Source data

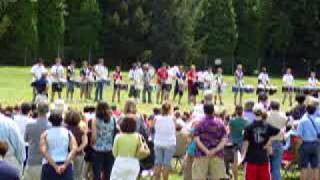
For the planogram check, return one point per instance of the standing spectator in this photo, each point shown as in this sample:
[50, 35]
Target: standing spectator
[237, 125]
[58, 146]
[72, 120]
[117, 80]
[164, 142]
[278, 120]
[7, 171]
[126, 166]
[210, 136]
[32, 136]
[104, 129]
[37, 71]
[57, 75]
[71, 79]
[147, 86]
[308, 131]
[130, 108]
[248, 113]
[300, 109]
[101, 73]
[9, 132]
[23, 118]
[257, 137]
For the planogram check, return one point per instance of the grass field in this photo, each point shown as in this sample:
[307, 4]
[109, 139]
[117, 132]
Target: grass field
[15, 88]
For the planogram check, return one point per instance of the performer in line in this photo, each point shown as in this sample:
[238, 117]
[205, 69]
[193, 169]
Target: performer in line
[263, 78]
[84, 74]
[147, 86]
[288, 82]
[71, 80]
[117, 81]
[208, 79]
[192, 85]
[239, 82]
[101, 74]
[219, 83]
[313, 82]
[162, 76]
[180, 84]
[135, 76]
[57, 75]
[37, 71]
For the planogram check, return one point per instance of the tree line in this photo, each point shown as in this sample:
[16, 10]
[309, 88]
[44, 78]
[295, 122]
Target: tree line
[277, 33]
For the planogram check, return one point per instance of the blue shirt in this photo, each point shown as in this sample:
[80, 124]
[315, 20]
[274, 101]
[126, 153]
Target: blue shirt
[9, 132]
[306, 131]
[8, 172]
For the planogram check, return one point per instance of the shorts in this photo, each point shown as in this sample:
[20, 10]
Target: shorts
[70, 86]
[56, 87]
[164, 155]
[309, 155]
[257, 171]
[204, 167]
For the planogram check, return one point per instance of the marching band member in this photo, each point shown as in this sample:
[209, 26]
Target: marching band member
[288, 82]
[135, 75]
[192, 85]
[117, 79]
[147, 86]
[238, 76]
[84, 73]
[263, 78]
[219, 83]
[37, 71]
[180, 84]
[208, 79]
[71, 79]
[313, 82]
[101, 73]
[162, 75]
[57, 74]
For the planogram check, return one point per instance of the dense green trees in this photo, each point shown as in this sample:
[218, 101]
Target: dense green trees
[253, 32]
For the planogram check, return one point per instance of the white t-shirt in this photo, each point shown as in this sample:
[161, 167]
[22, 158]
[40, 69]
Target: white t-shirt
[22, 122]
[288, 80]
[101, 72]
[37, 70]
[313, 82]
[57, 72]
[264, 78]
[165, 131]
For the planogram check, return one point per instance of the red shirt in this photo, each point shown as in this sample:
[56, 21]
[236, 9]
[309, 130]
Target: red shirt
[162, 74]
[117, 76]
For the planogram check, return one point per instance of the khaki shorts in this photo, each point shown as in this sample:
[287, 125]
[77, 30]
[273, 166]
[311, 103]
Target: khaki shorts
[212, 167]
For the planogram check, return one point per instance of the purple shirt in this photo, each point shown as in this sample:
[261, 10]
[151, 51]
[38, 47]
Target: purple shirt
[211, 131]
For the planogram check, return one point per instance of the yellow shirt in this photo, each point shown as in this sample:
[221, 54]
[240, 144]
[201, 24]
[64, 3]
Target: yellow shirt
[125, 145]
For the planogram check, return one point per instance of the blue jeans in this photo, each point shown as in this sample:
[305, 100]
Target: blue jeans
[276, 158]
[99, 90]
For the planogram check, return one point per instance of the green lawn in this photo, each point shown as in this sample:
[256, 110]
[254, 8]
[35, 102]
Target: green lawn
[15, 88]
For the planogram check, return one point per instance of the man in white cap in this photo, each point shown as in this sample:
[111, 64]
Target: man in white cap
[257, 136]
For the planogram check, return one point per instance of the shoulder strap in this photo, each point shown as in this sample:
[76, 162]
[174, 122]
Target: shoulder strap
[313, 124]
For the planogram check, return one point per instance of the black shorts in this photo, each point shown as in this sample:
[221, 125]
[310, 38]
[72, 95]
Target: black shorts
[57, 87]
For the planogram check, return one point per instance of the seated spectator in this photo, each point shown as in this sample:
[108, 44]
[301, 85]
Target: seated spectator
[7, 171]
[58, 146]
[210, 135]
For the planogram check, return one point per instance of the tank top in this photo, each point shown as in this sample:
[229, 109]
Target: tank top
[105, 135]
[58, 143]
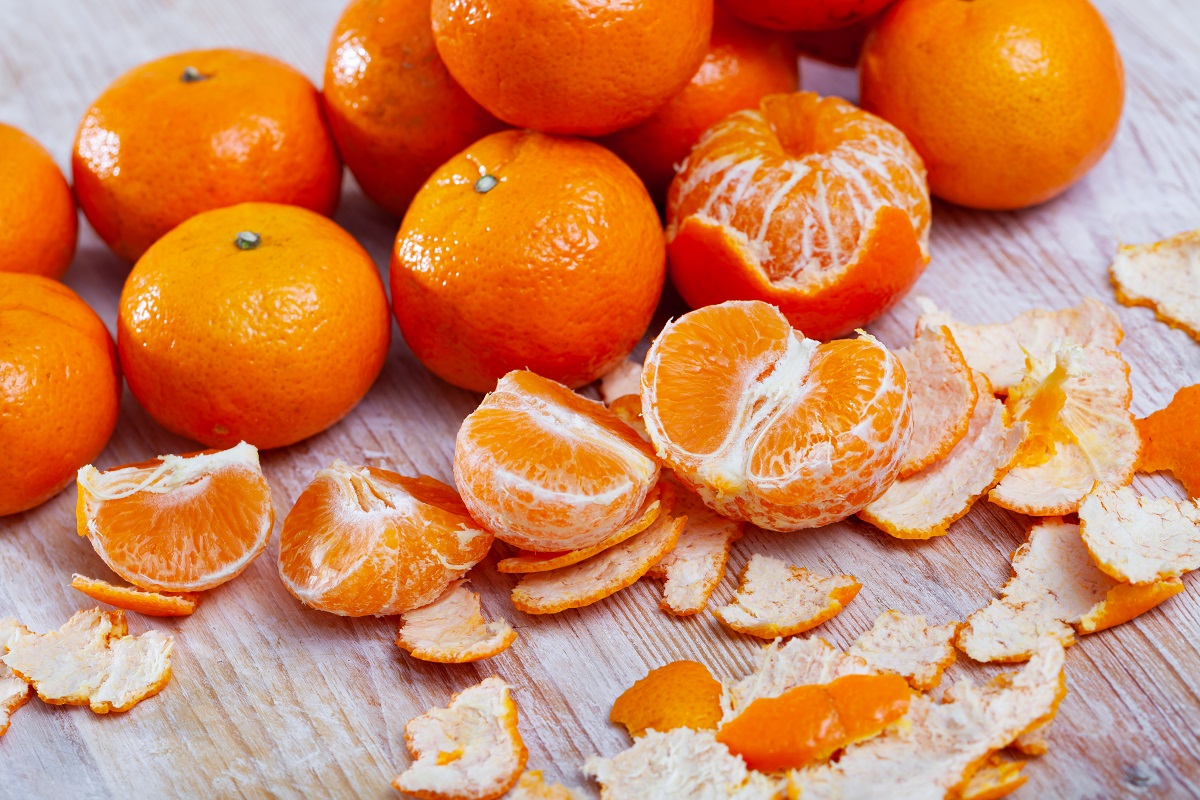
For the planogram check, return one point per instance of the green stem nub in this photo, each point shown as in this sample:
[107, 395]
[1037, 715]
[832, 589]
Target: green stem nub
[247, 240]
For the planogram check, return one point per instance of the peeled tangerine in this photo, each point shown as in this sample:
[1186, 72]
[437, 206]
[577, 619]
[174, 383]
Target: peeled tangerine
[768, 426]
[549, 470]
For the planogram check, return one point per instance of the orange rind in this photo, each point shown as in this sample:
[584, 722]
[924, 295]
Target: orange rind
[600, 576]
[151, 603]
[907, 645]
[471, 750]
[925, 504]
[451, 630]
[1001, 350]
[1079, 432]
[1164, 276]
[943, 397]
[93, 661]
[678, 695]
[777, 600]
[1055, 587]
[1140, 540]
[659, 500]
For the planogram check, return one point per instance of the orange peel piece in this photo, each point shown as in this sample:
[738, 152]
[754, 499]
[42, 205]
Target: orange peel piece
[1080, 432]
[658, 500]
[1055, 585]
[778, 600]
[907, 645]
[1164, 276]
[600, 576]
[943, 397]
[925, 504]
[1000, 350]
[451, 630]
[93, 661]
[943, 744]
[678, 695]
[1138, 539]
[1170, 439]
[469, 750]
[131, 599]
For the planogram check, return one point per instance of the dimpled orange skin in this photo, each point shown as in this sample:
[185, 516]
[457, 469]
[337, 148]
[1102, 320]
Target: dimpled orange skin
[60, 389]
[557, 268]
[40, 222]
[1009, 102]
[743, 65]
[585, 68]
[393, 107]
[156, 149]
[269, 344]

◆ Required work
Could you copy the entire listing above line for line, leaving out the pictures?

◆ Answer below
For the planogram check, return one point per instance of the standing spectator in this photo, each point shown as in this sample:
[50, 35]
Target: standing spectator
[237, 125]
[58, 146]
[72, 120]
[117, 80]
[164, 142]
[278, 120]
[7, 171]
[126, 166]
[210, 136]
[32, 136]
[104, 129]
[37, 71]
[57, 75]
[71, 79]
[147, 86]
[308, 131]
[130, 108]
[248, 113]
[300, 109]
[101, 73]
[9, 132]
[23, 118]
[257, 137]
For the planogram check, return one point per instance of the grass field in this photo, each point shown as in this sample:
[307, 4]
[109, 139]
[117, 132]
Target: grass field
[15, 88]
For the planogram check, return one point per instance of the performer in line in this photo, each point shown as in this sample:
[238, 117]
[205, 69]
[193, 169]
Target: performer in line
[263, 78]
[84, 74]
[147, 86]
[288, 82]
[71, 80]
[117, 81]
[208, 79]
[192, 85]
[239, 82]
[101, 74]
[219, 83]
[313, 82]
[162, 76]
[180, 84]
[135, 76]
[57, 75]
[37, 71]
For the planogram check, return one point per instance of the tree line in this photo, each point shown as in this sample:
[16, 10]
[309, 88]
[44, 78]
[295, 122]
Target: tree line
[277, 33]
For the planogram check, return one point per instance of the blue shirt in this photo, each point shown as in this sample:
[80, 124]
[315, 20]
[274, 101]
[126, 153]
Target: blue shirt
[9, 132]
[306, 131]
[8, 172]
For the planogram check, return one point per instance of the shorts in this photo, each point shown as in this sample:
[20, 10]
Target: shorts
[70, 86]
[56, 87]
[164, 155]
[309, 155]
[257, 171]
[204, 167]
For the planogram check, return one point per instance of the marching band member in this photo, each point shown as in this sample:
[209, 26]
Target: marching band member
[288, 82]
[135, 75]
[192, 85]
[117, 79]
[147, 86]
[238, 76]
[84, 73]
[263, 78]
[219, 83]
[37, 71]
[180, 84]
[208, 79]
[71, 79]
[313, 82]
[101, 73]
[162, 75]
[57, 74]
For the planogram check, return one point per instance of the dense green trees in this photo, each point shown as in this sample:
[218, 101]
Target: dense green trees
[253, 32]
For the planogram check, return one point per instance of the white t-shirt in this photo, each point shown as in this sample:
[161, 167]
[22, 158]
[40, 69]
Target: white t-shirt
[22, 122]
[288, 80]
[101, 72]
[37, 70]
[313, 82]
[57, 72]
[264, 78]
[165, 131]
For the planogram check, return one point per instance of the red shirt in this photo, each point shown as in this sample:
[56, 21]
[236, 9]
[309, 130]
Target: red shirt
[162, 74]
[117, 76]
For the planogram check, return one point per instance of the khaki shorts in this photo, each point shown as in this sample:
[287, 125]
[77, 30]
[273, 166]
[311, 103]
Target: khaki shorts
[212, 167]
For the planogram check, return one point per instance of the purple shirt in this photo, each point shown as in this sample:
[261, 10]
[151, 51]
[38, 47]
Target: purple shirt
[211, 131]
For the planogram check, return one point per instance of the yellow shirt in this photo, each point shown as in this sample:
[221, 54]
[240, 144]
[201, 24]
[64, 3]
Target: yellow shirt
[125, 145]
For the planogram check, return one point per instance of the blue jeans in this photo, each point shown as in this sample:
[305, 100]
Target: blue jeans
[276, 158]
[99, 90]
For the planogram check, return one point per instance of the green lawn in this photo, each point shown as in this sample:
[256, 110]
[254, 8]
[35, 102]
Target: green lawn
[15, 88]
For the planogram check, return one point per instance of the man in white cap in this photo, each point shown as in this sample:
[111, 64]
Target: man in white cap
[257, 136]
For the planogram check, return one point per instance of the shoulder strap in this photo, each point shown as in this sample:
[76, 162]
[174, 122]
Target: shoulder strap
[313, 124]
For the planogram check, return one point per instance of the black shorts in this photo, each point shown as in this sample:
[221, 125]
[310, 38]
[72, 95]
Target: black shorts
[57, 87]
For the planogram check, return one point per instance of the seated spectator in this photo, each point shown as in this sample:
[108, 44]
[301, 85]
Target: seated spectator
[7, 171]
[58, 146]
[210, 135]
For the planogram check, return one point per instance of the tank top in this photo, each point shown as in this sample:
[229, 109]
Target: tank top
[105, 135]
[58, 143]
For the planogram check, return one point per instance of the green stem nub in this photo, each point shown as in this sample:
[107, 395]
[1037, 715]
[832, 589]
Target: green stem nub
[247, 240]
For the planogram check, return one point per instance of the peeled tangerine in this photo, each point shown as in this sample:
[1186, 72]
[437, 206]
[577, 619]
[174, 383]
Target: peeled tangerine
[768, 426]
[549, 470]
For the planogram check, return one point per instance of the orange rind in this photo, each point shown as in this sample:
[584, 722]
[924, 295]
Target: orange rind
[600, 576]
[151, 603]
[907, 645]
[471, 750]
[925, 504]
[451, 630]
[1001, 350]
[1079, 432]
[1164, 276]
[943, 397]
[93, 661]
[678, 695]
[777, 600]
[1055, 587]
[1140, 540]
[659, 500]
For the planogram check, return one point per instance of the orange peel piece in this photo, each point shown as in this sample:
[738, 152]
[754, 499]
[42, 205]
Target: orange peel piece
[1080, 432]
[658, 500]
[1055, 585]
[778, 600]
[907, 645]
[1164, 276]
[600, 576]
[943, 397]
[925, 504]
[1000, 350]
[451, 630]
[93, 661]
[943, 744]
[678, 695]
[1138, 539]
[1170, 439]
[469, 750]
[131, 599]
For the planogram check, return one point per instance of the dimpled orange skin in this photo, each point shown as in this sample:
[185, 516]
[457, 469]
[337, 148]
[1102, 320]
Target: dimpled orange skin
[60, 389]
[557, 268]
[40, 222]
[1009, 102]
[743, 65]
[585, 68]
[393, 107]
[156, 149]
[269, 344]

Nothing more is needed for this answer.